## ZIEL DER AUFGABE
Die folgenden Zeilen sind vollständig und unverändert wiederzugeben. Die Bilder werden dabei weggelassen.

Datensatzzeilen dazu, wo Objekte erscheinen

____

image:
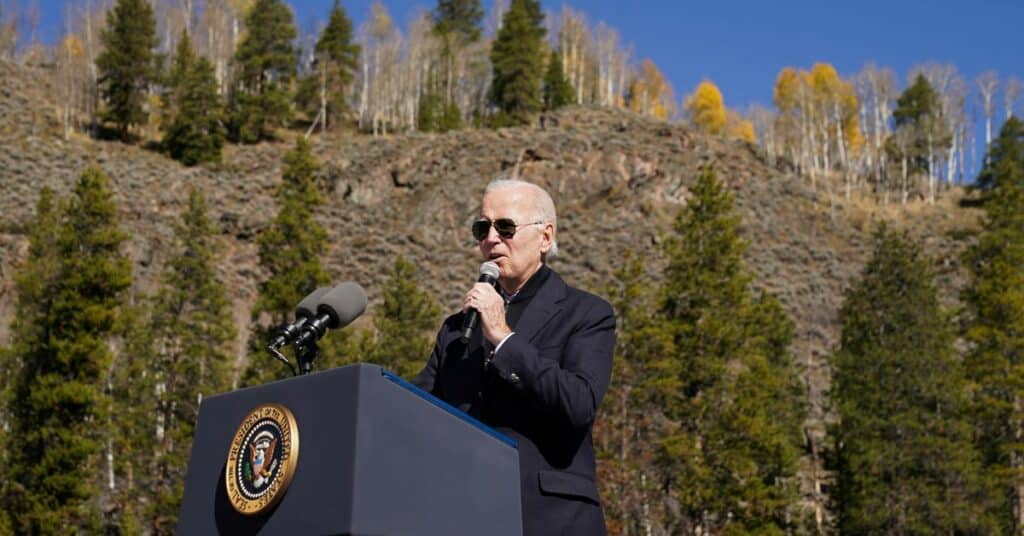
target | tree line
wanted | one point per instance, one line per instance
(701, 429)
(700, 433)
(862, 132)
(124, 69)
(119, 66)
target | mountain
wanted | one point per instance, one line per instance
(617, 178)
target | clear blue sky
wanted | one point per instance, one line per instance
(741, 45)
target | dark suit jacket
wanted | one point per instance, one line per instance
(543, 387)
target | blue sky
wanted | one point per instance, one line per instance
(741, 45)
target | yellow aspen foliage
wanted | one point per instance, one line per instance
(649, 92)
(740, 128)
(72, 46)
(838, 101)
(707, 108)
(851, 121)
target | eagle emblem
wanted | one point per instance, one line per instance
(261, 459)
(260, 453)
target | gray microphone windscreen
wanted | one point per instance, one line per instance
(307, 307)
(343, 303)
(491, 269)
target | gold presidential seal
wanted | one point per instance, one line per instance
(261, 460)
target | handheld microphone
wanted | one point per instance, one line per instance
(303, 312)
(337, 308)
(488, 274)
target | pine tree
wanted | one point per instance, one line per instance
(994, 318)
(458, 21)
(633, 418)
(290, 252)
(904, 458)
(59, 418)
(324, 92)
(193, 341)
(557, 90)
(34, 283)
(920, 128)
(731, 387)
(127, 65)
(457, 24)
(266, 66)
(1005, 166)
(194, 131)
(403, 325)
(517, 63)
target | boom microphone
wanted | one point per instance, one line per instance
(305, 311)
(337, 308)
(488, 274)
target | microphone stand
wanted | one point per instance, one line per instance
(281, 357)
(305, 355)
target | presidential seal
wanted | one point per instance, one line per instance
(261, 460)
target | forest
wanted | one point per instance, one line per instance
(702, 430)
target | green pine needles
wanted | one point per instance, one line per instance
(76, 280)
(517, 62)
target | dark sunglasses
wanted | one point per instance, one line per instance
(505, 228)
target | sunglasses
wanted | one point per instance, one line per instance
(505, 228)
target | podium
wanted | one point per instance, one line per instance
(374, 455)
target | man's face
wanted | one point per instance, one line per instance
(519, 256)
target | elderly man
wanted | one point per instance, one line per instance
(539, 365)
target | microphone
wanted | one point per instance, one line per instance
(488, 274)
(336, 308)
(303, 312)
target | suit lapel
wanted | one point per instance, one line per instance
(542, 307)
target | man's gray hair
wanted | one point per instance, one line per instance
(543, 209)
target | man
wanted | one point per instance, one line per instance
(538, 366)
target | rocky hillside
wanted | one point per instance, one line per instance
(617, 178)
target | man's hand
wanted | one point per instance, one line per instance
(491, 306)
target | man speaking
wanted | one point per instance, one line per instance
(538, 364)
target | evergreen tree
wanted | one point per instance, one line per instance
(458, 21)
(994, 319)
(919, 123)
(517, 62)
(404, 323)
(59, 417)
(324, 91)
(457, 24)
(1005, 168)
(193, 341)
(127, 65)
(265, 68)
(731, 387)
(437, 116)
(33, 283)
(633, 419)
(904, 458)
(290, 253)
(194, 130)
(557, 90)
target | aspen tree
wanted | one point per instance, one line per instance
(706, 109)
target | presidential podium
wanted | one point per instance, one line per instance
(349, 451)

____

## DIE ANTWORT
image:
target | tree line
wanted | one point per instance, one line per instance
(701, 429)
(700, 433)
(862, 132)
(124, 69)
(119, 66)
target | mountain
wanted | one point per instance, one line per instance
(617, 178)
target | clear blue sky
wanted | one point per instance, one line per instance
(741, 45)
target | dark suit jacket
wanted | one point per instance, one line per instance
(543, 387)
target | blue sky
wanted | one point per instance, one line per instance
(741, 45)
target | yellow aspen foliage
wanted | one point per instance, one line per instance
(649, 92)
(740, 128)
(72, 46)
(838, 101)
(707, 108)
(851, 121)
target | eagle emblem
wanted | one point per instance, one line per instance
(261, 459)
(260, 453)
target | gray microphone windscreen
wanted | one point per instance, one line per instance
(307, 307)
(343, 303)
(491, 269)
target | gold presidential seal
wanted | one point per instance, one line per instance
(261, 460)
target | handheld microphone
wanted | one point per instance, one line per instance
(303, 312)
(337, 308)
(488, 274)
target | pine tree
wanted | one point per instance, one line per instance
(994, 318)
(458, 21)
(633, 418)
(290, 252)
(904, 458)
(59, 418)
(324, 92)
(193, 341)
(557, 90)
(34, 283)
(920, 128)
(731, 387)
(127, 65)
(457, 24)
(266, 66)
(1005, 166)
(194, 131)
(403, 325)
(517, 63)
target | boom microphone
wanted | one point per instance, one line per instance
(305, 311)
(337, 308)
(488, 274)
target | microphone stand
wanted | one point per instance, one line per instance
(281, 357)
(305, 355)
target | presidential seal
wanted | one point per instance, one line per instance
(261, 460)
target | forest
wanted | one point per instance, one line per instance
(702, 430)
target | green pine needles
wanted | one point per instance, one line per instance
(76, 280)
(517, 62)
target | dark sunglasses
wanted | one point per instance, one line per instance
(505, 228)
target | sunglasses
wanted | one point per instance, one line per instance
(505, 228)
target | podium
wanted | one point per instance, one line per instance
(374, 455)
target | man's face
wanted | one point per instance, one line per instance
(519, 256)
target | elderly man
wanted | one point per instance, one line per instance
(539, 365)
target | microphone
wanted | one point per instance, one line per instance
(488, 274)
(336, 308)
(303, 312)
target | suit lapel
wanted | one point per instance, one line per instance
(542, 307)
target | man's gray hair
wanted | one point per instance, one line per instance
(543, 209)
target | man
wanted | one point per instance, one line per instance
(538, 366)
target | rocky hillside
wanted | one point per instance, one line per instance
(617, 178)
target | man's hand
wanted | one point per instance, one line per instance
(491, 306)
target | man speaking
wanted | one point per instance, one line per instance
(538, 364)
target | evergreen tree
wanted | one point per instance, one line per instance
(458, 21)
(994, 319)
(919, 123)
(517, 62)
(404, 323)
(59, 417)
(324, 91)
(457, 24)
(1005, 168)
(193, 341)
(127, 65)
(265, 68)
(731, 387)
(437, 116)
(33, 283)
(633, 419)
(904, 458)
(290, 253)
(194, 130)
(557, 90)
target | aspen tree
wanted | one point per instance, one line per instance
(706, 109)
target | presidential podium
wanted | one point per instance, one line per instance
(349, 451)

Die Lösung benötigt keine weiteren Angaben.